Passage to read:
Updated: Mar 17, 2021


Cover Description


The Material Image reconciles the Christian faith and contemporary science by embracing, rather than evading, its naturalistic implications. The sciences are our best way to know ourselves and the world we inhabit, but this does not make belief in miracles unreasonable. The sciences reveal that we are fully material beings, the product of unguided natural selection. God created human persons for the vocation of sharing in the everlasting Triune life and work, but this creation does not involve design. The mind is the embodied, socially situated brain. There is no immaterial soul; we are the material image of our transcendent Creator. This materialist conception does not preclude the resurrection of the body. The freedom that matters for the human creature is compatible with our being governed by the laws of nature. Morality and religion are natural, merely human, legacies of our evolutionary history, which God employs in pursuit of fellowship with us. Christians can faithfully and enthusiastically welcome the image of human beings in contemporary science.

Requirement 1: Pick out every line of the entries that contains the string "positive", matching case.
The book description and the entries are separate, unrelated material.

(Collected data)

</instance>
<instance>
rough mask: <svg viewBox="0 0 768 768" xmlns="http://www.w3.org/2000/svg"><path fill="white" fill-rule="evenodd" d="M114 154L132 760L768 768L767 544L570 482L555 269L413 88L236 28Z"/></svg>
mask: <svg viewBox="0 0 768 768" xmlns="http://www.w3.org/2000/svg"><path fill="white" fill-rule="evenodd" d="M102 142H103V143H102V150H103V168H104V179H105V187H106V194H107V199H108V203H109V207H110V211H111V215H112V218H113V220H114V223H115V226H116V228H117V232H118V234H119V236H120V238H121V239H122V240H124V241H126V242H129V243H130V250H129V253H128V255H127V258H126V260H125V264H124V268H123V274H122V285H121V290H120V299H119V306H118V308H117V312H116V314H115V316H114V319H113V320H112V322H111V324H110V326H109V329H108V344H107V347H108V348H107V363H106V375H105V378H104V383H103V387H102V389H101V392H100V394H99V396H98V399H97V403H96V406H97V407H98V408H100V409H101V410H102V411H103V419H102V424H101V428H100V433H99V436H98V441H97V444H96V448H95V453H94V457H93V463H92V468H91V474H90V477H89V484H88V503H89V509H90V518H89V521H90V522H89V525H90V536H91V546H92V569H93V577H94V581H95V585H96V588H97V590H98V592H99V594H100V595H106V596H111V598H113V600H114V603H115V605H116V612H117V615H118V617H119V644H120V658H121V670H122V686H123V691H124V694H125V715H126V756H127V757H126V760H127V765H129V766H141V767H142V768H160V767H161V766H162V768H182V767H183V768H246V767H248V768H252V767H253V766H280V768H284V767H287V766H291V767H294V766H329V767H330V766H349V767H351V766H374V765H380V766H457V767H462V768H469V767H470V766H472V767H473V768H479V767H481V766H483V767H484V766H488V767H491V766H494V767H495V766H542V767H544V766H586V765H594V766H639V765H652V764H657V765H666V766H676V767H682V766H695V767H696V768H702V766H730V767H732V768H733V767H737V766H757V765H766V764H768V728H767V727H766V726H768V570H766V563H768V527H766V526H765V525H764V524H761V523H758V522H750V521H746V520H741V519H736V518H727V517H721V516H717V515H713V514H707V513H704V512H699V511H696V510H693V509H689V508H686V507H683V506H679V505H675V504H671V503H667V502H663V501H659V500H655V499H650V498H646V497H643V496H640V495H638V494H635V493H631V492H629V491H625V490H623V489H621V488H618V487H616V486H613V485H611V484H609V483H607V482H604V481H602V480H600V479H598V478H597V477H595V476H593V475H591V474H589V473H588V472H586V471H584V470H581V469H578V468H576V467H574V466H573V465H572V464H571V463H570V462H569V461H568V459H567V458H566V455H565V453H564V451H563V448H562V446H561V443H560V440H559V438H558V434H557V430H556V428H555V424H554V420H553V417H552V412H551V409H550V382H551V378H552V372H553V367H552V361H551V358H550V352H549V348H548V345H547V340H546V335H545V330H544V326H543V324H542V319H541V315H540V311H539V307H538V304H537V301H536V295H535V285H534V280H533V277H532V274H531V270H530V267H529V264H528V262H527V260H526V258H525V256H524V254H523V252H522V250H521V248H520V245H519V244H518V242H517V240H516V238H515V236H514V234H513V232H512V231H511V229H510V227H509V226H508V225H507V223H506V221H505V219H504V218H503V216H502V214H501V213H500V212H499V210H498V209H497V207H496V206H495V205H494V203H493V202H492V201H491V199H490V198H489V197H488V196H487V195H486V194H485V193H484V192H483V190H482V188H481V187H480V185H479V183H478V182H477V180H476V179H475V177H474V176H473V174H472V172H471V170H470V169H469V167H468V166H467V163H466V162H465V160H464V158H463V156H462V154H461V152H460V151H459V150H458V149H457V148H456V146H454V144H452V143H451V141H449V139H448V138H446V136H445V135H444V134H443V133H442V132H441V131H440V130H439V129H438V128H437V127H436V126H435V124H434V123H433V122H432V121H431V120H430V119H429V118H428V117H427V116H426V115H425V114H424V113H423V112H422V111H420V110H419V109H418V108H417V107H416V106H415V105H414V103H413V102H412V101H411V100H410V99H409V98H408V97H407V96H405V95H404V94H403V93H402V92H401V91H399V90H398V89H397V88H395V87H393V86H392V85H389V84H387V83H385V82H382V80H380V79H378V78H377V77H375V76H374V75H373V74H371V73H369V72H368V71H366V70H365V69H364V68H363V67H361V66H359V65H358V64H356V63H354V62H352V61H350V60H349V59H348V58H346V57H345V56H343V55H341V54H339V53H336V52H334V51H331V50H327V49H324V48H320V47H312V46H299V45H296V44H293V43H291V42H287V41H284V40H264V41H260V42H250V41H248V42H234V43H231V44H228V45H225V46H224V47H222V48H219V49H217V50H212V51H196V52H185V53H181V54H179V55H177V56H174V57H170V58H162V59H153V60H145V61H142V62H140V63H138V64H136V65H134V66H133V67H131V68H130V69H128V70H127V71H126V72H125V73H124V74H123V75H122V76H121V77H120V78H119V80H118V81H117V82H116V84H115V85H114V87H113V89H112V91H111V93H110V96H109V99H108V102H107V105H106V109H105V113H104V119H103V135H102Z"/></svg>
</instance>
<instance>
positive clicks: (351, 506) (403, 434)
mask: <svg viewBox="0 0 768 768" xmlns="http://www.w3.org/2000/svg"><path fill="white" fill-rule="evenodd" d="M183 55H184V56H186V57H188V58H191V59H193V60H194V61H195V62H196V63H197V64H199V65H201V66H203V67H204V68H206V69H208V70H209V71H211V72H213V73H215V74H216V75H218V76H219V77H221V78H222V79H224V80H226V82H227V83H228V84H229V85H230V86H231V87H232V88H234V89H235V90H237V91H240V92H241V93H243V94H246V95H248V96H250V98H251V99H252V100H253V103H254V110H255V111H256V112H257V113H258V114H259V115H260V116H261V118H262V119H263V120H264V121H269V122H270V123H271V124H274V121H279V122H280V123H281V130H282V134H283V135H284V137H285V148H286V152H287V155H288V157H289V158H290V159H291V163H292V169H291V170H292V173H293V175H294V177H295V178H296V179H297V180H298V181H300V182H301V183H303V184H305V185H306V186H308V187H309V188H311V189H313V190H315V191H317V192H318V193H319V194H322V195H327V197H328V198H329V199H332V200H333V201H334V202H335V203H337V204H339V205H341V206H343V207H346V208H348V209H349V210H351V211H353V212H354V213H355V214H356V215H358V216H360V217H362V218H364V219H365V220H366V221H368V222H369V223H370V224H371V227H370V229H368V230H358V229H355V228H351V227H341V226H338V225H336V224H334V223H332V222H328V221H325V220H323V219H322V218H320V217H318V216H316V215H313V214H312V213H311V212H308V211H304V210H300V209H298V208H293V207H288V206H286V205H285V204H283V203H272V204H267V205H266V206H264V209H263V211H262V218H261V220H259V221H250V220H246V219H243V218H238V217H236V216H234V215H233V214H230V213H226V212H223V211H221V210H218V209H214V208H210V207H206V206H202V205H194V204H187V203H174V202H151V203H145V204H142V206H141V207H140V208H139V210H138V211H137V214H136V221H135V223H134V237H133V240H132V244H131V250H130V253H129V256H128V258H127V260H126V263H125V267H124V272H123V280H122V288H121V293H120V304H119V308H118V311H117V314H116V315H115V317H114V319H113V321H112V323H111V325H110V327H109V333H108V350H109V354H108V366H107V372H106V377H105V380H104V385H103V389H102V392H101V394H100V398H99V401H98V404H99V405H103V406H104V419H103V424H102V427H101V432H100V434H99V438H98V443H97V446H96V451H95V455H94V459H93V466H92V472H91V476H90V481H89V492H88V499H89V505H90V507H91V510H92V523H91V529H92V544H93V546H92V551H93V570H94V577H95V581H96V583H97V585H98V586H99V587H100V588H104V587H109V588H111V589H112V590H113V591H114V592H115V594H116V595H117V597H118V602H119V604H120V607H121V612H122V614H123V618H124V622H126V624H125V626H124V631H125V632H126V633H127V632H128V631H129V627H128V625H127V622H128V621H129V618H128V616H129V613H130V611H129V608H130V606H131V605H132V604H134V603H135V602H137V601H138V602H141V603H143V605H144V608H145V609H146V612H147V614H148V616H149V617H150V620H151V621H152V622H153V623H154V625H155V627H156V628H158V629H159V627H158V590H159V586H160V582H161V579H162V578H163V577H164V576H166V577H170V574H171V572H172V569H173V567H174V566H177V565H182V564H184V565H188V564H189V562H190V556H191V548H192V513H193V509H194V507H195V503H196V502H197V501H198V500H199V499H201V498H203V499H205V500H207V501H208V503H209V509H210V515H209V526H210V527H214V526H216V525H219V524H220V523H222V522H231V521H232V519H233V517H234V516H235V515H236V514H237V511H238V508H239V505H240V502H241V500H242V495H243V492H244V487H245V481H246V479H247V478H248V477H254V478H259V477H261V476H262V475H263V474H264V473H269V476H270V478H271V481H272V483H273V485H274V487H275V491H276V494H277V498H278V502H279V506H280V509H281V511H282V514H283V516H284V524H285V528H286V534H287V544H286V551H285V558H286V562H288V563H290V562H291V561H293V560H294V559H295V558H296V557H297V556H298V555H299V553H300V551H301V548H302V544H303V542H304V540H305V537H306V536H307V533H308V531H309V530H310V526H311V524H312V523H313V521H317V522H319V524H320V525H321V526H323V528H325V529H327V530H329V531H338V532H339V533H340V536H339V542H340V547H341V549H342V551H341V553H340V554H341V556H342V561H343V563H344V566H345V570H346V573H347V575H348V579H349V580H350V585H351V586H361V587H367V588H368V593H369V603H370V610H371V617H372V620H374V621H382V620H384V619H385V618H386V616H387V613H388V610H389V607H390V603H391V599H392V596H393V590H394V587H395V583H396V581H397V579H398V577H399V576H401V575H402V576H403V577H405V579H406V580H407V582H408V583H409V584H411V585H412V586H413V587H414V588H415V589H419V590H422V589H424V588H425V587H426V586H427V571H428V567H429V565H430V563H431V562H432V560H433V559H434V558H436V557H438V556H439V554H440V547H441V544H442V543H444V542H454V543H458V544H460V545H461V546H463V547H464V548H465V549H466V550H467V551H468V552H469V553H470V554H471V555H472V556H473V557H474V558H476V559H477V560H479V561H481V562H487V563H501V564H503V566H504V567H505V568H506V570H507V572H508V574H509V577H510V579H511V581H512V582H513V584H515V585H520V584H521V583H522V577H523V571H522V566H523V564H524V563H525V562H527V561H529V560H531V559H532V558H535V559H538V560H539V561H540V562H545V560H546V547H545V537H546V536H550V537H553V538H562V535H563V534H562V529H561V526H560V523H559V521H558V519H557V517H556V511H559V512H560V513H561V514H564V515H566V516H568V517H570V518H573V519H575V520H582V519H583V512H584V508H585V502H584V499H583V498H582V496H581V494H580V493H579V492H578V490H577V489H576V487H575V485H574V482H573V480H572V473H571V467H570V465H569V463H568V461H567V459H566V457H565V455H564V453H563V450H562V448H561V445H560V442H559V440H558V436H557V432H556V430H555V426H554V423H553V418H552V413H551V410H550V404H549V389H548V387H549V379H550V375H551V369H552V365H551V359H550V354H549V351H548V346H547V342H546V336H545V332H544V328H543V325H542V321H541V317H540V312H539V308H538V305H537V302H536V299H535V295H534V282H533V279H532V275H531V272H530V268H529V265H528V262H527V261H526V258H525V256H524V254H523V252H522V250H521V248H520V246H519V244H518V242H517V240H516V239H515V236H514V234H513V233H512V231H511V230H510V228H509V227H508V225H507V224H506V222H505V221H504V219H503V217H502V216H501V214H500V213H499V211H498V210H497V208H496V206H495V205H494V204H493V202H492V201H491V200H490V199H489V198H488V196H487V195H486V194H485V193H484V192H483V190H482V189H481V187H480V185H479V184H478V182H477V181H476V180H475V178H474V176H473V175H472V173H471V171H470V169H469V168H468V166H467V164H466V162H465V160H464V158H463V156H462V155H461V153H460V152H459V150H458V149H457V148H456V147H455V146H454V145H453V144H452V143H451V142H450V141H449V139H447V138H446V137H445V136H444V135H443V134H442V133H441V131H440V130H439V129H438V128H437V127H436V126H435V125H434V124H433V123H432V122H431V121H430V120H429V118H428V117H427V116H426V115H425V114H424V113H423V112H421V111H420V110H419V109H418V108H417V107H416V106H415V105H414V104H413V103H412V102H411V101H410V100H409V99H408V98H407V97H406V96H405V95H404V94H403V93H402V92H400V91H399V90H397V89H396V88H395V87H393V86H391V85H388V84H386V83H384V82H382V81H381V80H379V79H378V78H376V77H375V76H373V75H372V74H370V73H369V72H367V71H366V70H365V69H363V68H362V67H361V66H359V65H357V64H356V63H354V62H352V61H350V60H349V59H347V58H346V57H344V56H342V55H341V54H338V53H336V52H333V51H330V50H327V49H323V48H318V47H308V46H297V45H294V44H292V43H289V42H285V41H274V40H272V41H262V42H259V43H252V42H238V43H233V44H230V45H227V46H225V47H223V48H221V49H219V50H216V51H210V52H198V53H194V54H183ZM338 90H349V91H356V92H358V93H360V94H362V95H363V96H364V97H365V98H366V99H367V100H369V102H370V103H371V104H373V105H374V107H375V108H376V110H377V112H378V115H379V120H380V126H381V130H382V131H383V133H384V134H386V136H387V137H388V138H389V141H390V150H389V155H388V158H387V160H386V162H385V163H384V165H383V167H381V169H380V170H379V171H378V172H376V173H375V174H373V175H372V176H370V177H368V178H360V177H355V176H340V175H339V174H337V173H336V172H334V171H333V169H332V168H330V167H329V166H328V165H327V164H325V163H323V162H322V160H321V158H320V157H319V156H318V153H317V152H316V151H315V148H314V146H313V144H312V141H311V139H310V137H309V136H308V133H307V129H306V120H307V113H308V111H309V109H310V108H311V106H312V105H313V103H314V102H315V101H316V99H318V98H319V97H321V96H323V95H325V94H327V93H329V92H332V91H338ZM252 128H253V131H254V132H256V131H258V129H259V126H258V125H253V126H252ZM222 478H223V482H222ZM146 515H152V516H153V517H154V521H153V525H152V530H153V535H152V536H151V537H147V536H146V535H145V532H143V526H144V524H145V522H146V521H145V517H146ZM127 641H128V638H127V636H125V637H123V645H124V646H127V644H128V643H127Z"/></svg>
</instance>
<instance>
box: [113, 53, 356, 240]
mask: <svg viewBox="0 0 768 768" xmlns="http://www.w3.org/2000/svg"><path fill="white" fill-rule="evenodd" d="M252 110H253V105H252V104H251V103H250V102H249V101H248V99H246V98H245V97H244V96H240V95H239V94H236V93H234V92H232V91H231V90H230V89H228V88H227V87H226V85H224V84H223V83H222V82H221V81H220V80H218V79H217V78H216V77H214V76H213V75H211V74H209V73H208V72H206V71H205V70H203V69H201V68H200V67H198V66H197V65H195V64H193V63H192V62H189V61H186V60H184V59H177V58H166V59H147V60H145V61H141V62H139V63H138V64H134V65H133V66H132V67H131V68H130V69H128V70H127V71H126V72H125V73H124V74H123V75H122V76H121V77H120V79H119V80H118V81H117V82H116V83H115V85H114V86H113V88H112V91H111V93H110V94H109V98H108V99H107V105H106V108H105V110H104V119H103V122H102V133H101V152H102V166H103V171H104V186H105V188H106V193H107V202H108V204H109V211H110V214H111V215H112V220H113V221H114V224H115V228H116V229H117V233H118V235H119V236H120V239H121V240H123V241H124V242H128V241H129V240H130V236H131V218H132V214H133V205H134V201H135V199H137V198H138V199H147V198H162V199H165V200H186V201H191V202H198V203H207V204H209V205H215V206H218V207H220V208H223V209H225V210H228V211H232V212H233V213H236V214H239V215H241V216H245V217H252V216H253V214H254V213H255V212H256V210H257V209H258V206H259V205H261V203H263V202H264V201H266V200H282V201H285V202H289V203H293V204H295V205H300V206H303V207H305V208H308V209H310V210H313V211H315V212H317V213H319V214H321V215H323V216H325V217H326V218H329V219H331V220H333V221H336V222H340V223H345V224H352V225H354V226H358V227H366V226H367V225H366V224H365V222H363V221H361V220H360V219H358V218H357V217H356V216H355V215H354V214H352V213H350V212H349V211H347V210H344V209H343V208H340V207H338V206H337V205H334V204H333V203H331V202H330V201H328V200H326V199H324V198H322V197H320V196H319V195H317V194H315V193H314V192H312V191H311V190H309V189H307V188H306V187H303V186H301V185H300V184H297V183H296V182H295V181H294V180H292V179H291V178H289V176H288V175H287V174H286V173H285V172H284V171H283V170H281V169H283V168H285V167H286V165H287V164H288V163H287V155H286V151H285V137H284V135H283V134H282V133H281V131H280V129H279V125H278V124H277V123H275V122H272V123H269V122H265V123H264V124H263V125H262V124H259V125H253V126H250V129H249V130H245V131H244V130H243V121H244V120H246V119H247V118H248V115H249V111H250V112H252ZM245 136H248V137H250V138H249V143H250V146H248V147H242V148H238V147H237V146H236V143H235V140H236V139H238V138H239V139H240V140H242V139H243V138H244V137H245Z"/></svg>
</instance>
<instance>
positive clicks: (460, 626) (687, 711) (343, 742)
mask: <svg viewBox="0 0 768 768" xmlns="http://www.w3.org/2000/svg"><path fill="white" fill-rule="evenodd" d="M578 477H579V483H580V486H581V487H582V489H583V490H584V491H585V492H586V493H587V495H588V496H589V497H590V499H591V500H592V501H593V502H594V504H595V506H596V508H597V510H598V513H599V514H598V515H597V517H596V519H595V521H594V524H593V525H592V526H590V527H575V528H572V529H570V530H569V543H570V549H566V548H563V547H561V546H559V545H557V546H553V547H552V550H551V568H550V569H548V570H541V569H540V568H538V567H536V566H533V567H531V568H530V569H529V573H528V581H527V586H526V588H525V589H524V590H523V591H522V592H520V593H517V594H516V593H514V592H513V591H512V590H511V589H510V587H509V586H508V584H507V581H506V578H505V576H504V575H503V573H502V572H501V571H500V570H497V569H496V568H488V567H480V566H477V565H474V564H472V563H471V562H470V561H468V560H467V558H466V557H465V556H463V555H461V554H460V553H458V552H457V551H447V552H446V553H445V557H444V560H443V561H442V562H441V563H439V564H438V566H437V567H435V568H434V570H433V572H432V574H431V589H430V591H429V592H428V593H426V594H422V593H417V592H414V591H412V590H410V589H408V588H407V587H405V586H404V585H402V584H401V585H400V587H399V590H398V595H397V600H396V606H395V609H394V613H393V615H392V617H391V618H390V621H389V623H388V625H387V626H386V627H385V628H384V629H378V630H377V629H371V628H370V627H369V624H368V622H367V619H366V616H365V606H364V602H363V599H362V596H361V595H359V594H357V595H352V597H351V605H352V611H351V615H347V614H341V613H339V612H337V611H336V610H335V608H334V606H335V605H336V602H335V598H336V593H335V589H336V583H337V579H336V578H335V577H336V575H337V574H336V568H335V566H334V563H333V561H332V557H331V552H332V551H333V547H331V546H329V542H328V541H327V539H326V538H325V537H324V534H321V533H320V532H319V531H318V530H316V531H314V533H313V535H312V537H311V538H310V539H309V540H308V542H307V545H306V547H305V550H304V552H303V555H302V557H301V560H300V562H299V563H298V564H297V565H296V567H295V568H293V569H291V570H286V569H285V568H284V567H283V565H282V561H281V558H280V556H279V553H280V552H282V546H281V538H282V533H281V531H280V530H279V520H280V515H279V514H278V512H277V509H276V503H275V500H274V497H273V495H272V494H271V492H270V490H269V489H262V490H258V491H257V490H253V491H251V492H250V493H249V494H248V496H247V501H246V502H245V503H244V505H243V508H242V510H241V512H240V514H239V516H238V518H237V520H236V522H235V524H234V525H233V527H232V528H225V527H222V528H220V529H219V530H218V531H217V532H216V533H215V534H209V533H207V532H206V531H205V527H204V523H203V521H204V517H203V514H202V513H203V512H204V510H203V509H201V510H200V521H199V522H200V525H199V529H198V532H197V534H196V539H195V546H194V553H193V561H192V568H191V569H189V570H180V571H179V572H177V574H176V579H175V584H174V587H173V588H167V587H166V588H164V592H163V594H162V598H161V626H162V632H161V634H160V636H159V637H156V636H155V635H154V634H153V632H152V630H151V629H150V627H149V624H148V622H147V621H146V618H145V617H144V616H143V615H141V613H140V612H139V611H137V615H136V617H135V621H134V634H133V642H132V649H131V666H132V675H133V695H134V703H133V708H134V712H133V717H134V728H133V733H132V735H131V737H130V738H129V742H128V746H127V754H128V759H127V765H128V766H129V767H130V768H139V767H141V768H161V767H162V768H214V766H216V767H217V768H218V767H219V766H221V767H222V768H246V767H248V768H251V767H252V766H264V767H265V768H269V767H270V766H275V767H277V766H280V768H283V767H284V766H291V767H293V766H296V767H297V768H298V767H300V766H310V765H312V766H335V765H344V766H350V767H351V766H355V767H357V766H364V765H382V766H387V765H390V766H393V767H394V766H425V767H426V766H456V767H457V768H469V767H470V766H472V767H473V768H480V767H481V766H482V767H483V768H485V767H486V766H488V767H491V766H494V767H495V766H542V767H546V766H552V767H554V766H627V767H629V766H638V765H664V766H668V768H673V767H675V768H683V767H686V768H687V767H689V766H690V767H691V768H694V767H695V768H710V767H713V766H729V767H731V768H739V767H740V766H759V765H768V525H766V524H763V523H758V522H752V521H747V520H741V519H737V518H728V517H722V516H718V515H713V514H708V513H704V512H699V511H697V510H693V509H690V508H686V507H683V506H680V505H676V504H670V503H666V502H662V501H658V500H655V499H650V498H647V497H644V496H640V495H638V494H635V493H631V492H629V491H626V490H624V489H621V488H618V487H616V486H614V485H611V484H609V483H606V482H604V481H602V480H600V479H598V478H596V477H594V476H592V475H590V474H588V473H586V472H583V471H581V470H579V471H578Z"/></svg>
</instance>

---

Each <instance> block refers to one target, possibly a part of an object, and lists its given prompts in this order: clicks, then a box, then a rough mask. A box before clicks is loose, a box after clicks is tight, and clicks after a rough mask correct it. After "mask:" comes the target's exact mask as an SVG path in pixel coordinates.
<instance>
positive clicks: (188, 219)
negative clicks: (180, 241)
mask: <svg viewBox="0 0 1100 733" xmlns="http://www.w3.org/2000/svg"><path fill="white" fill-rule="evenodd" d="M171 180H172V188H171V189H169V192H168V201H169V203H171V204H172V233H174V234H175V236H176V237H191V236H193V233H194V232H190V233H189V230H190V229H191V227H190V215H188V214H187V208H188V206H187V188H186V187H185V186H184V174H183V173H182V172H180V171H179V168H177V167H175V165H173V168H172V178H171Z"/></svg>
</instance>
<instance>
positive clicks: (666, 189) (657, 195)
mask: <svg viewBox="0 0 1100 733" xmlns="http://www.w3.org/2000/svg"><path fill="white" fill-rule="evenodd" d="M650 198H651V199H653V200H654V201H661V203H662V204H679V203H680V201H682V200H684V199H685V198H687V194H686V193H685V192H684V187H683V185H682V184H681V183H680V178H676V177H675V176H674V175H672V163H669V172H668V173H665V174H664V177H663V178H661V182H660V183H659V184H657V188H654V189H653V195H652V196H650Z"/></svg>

...

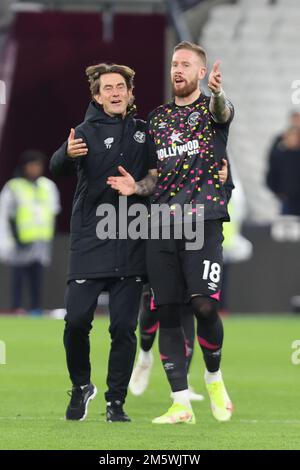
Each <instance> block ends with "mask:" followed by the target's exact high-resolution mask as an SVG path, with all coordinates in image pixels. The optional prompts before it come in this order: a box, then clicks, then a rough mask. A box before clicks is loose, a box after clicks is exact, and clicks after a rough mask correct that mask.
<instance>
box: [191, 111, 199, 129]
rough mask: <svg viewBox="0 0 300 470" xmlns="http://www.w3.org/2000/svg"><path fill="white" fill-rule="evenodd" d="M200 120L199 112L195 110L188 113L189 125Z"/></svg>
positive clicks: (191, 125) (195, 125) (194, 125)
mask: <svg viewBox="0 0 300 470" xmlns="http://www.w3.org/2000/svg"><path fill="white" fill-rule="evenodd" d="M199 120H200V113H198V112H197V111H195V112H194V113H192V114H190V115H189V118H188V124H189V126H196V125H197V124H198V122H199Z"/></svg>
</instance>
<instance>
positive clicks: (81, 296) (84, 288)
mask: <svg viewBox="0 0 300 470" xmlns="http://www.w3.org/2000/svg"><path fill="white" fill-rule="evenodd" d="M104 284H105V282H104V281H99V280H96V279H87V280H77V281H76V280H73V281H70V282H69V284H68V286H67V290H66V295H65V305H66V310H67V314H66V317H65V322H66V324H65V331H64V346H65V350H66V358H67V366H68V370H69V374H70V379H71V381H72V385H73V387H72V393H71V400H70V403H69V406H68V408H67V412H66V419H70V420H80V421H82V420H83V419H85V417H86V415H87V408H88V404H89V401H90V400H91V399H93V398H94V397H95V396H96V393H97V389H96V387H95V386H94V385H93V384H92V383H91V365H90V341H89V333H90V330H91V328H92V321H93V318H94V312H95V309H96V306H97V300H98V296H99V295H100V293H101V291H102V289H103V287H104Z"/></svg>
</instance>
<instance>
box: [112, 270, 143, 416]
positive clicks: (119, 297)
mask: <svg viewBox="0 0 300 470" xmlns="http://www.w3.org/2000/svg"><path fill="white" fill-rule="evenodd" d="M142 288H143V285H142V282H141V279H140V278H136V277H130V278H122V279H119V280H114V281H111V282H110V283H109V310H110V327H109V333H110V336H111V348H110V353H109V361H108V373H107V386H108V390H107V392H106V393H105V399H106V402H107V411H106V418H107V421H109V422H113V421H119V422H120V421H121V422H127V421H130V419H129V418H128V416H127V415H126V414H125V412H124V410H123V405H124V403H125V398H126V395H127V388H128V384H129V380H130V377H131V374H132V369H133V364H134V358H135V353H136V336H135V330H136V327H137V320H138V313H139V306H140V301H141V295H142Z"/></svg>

Requirement 2:
Answer these from the book description:
(a) What does it say the mind is?
(b) What does it say the materialist conception does not preclude?
(c) How does it describe morality and religion?

Task solution 1:
positive clicks: (351, 506) (403, 434)
positive clicks: (460, 626) (687, 711) (343, 742)
positive clicks: (188, 219)
positive clicks: (666, 189) (657, 195)
positive clicks: (191, 125) (195, 125) (194, 125)
positive clicks: (81, 296) (84, 288)
positive clicks: (119, 297)

Task solution 2:
(a) The embodied, socially situated brain.
(b) The resurrection of the body.
(c) As natural, merely human, legacies of our evolutionary history, which God employs in pursuit of fellowship with us.